RECORD SET:
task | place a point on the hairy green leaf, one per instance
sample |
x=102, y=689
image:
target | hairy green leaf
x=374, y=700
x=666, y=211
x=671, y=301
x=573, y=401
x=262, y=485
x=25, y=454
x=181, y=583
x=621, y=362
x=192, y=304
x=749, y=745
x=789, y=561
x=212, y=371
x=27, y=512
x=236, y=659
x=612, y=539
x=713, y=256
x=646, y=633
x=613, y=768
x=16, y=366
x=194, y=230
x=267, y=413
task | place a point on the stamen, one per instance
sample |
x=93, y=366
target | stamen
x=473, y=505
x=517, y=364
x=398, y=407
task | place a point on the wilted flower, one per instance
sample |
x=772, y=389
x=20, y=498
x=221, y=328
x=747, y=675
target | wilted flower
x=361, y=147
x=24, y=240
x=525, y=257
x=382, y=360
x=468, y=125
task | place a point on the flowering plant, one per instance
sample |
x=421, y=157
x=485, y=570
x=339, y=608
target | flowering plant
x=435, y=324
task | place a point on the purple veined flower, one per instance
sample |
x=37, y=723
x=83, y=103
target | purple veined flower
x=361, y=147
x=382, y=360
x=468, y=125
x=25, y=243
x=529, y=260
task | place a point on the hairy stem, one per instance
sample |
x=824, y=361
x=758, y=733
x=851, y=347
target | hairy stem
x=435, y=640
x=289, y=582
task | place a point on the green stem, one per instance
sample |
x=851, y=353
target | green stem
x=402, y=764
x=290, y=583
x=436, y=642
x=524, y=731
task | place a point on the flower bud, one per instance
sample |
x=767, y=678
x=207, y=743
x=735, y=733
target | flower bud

WHAT NEEDS TO BE DONE: Duplicate the lines above, starting at the beginning and ending at the line that contains "x=529, y=260".

EXERCISE ANSWER:
task | place a point on the hairy green leaf, one per instance
sample |
x=102, y=689
image:
target | hairy green leaf
x=374, y=700
x=666, y=211
x=671, y=301
x=573, y=401
x=262, y=485
x=25, y=454
x=181, y=583
x=621, y=362
x=192, y=304
x=749, y=745
x=789, y=561
x=212, y=371
x=27, y=512
x=236, y=659
x=612, y=539
x=713, y=256
x=646, y=633
x=613, y=768
x=16, y=366
x=194, y=230
x=267, y=413
task | place a point on the stamen, one per instance
sample |
x=93, y=366
target | stamen
x=473, y=505
x=517, y=364
x=398, y=407
task | place a point on the wilted flower, one per instance
sample |
x=772, y=389
x=20, y=498
x=221, y=328
x=747, y=675
target | wilted flower
x=361, y=147
x=24, y=240
x=525, y=257
x=382, y=360
x=468, y=125
task | place a point on the flowering plant, one per instance
sample |
x=421, y=157
x=485, y=570
x=339, y=608
target | flowering plant
x=435, y=324
task | place a point on the purple veined flower, one per instance
sample |
x=37, y=723
x=83, y=103
target | purple veined flower
x=361, y=147
x=382, y=360
x=468, y=125
x=25, y=243
x=529, y=260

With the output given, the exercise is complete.